Heroes of Mana (Nintendo DS) Review

By Adam Riley 21.09.2007 5

Review for Heroes of Mana on Nintendo DS

The World of Mana project has not exactly performed quite as well as perhaps Square Enix would have thought in terms of worldwide sales, but that is not to say the level of game quality has been low, as seen with Children of Mana. Now Nintendo-owned Brownie Brown has been enlisted to do Heroes of Mana, and just like Children it bucks the trend and chooses the Real-Time Strategy format rather than traditional Action RPG approach old Mana fans are used to. But can the team keep the standard high despite the change and should you rush out and pick this up?

The game's story centres on Roget, a young chap who hails from the land of Pedda. However, he and his friends soon find out about plans for a Peddan revolution, with the objective being to take over the rest of the world via whatever means necessary. Therefore, Roget and a select few comrades take it upon themselves to enlist the help of anyone they can find from neighbouring regions and revolt against this dark uprising, eventually using the power of Mana to help with their cause of bringing peace back to the world. Each new character you face has their own back story that develops throughout the journey; however, as is the case in games such as this, you only tend to really follow the thread of the characters you most often choose in battle. But everything is more than engaging enough to hold your attention through to the end of the game that is for sure...

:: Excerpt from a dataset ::
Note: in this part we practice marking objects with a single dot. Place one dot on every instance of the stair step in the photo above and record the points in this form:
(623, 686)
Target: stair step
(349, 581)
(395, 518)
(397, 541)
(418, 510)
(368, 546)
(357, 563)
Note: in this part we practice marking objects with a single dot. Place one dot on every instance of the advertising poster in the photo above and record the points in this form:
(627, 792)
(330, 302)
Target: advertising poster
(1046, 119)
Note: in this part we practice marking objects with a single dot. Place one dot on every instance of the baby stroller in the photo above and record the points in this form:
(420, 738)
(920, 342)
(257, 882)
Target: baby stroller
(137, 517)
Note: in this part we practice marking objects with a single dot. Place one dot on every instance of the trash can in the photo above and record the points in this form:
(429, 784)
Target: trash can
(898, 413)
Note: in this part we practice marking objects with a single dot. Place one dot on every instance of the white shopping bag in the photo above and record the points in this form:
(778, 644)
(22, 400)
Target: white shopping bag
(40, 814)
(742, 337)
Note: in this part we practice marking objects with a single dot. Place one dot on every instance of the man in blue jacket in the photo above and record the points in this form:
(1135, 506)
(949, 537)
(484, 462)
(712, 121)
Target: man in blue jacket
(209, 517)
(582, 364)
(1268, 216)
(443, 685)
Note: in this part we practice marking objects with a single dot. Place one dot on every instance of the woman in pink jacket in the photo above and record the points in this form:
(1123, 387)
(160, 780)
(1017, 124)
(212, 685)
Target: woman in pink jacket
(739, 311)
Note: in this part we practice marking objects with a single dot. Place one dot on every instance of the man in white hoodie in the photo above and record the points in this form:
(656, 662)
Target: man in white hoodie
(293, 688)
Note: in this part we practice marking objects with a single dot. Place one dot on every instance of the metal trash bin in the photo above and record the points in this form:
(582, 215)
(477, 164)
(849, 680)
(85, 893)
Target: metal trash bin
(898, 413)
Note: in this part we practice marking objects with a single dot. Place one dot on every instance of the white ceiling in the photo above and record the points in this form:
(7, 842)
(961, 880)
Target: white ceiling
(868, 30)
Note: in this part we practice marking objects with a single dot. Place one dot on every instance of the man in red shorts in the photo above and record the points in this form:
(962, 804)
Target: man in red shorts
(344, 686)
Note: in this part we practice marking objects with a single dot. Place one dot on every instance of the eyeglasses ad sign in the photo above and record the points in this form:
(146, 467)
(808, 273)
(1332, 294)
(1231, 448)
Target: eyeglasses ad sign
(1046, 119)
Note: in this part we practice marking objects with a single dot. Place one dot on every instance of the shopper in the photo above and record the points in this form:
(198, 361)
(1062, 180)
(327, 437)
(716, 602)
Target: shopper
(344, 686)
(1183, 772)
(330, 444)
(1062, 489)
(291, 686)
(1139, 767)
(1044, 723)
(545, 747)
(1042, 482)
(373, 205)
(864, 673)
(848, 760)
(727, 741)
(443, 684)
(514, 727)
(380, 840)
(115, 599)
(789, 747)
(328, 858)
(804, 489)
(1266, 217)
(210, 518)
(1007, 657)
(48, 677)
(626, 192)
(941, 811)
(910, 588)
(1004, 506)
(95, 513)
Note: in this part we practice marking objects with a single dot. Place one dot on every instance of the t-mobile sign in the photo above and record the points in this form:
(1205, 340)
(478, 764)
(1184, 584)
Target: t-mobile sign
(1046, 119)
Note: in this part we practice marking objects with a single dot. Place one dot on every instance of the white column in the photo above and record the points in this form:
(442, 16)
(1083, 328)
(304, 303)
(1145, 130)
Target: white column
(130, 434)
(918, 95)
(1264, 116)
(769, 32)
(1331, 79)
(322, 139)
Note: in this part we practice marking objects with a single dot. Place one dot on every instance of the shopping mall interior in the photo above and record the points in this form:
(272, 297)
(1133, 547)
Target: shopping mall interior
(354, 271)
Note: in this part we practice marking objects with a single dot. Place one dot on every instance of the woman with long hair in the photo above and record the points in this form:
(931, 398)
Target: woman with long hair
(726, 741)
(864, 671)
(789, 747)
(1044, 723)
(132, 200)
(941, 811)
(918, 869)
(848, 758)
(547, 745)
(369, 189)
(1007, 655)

:: REQUIREMENTS ::
- a) In the Heroes of Mana review, which developer was brought in to make the game?
- b) Extract the passage of the Heroes of Mana review starting at "The game's story" and ending at "is for sure...".
Rely only on the Heroes of Mana review and not on the data.

:: THE ANSWERS ::
- a) Brownie Brown, a Nintendo-owned developer.

- b)
The game's story centres on Roget, a young chap who hails from the land of Pedda. However, he and his friends soon find out about plans for a Peddan revolution, with the objective being to take over the rest of the world via whatever means necessary. Therefore, Roget and a select few comrades take it upon themselves to enlist the help of anyone they can find from neighbouring regions and revolt against this dark uprising, eventually using the power of Mana to help with their cause of bringing peace back to the world. Each new character you face has their own back story that develops throughout the journey; however, as is the case in games such as this, you only tend to really follow the thread of the characters you most often choose in battle. But everything is more than engaging enough to hold your attention through to the end of the game that is for sure...